Activity: Restate the records word for word. Include no pictures.

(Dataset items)
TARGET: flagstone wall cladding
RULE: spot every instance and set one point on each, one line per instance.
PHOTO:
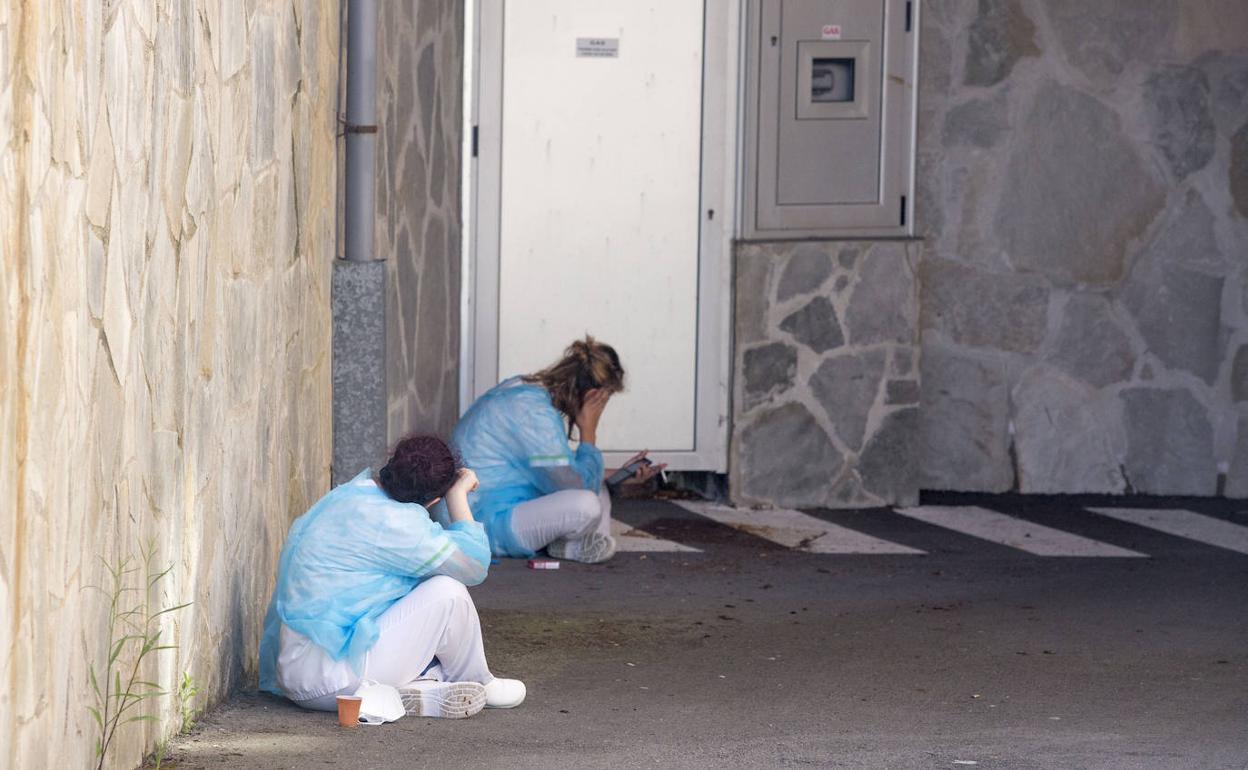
(1083, 201)
(826, 371)
(166, 214)
(419, 68)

Answer to the problem:
TARGET: flagstone wall cladding
RULE: spot every instance and set one point on each, one line per instance.
PHOTO:
(1083, 201)
(826, 371)
(166, 214)
(419, 68)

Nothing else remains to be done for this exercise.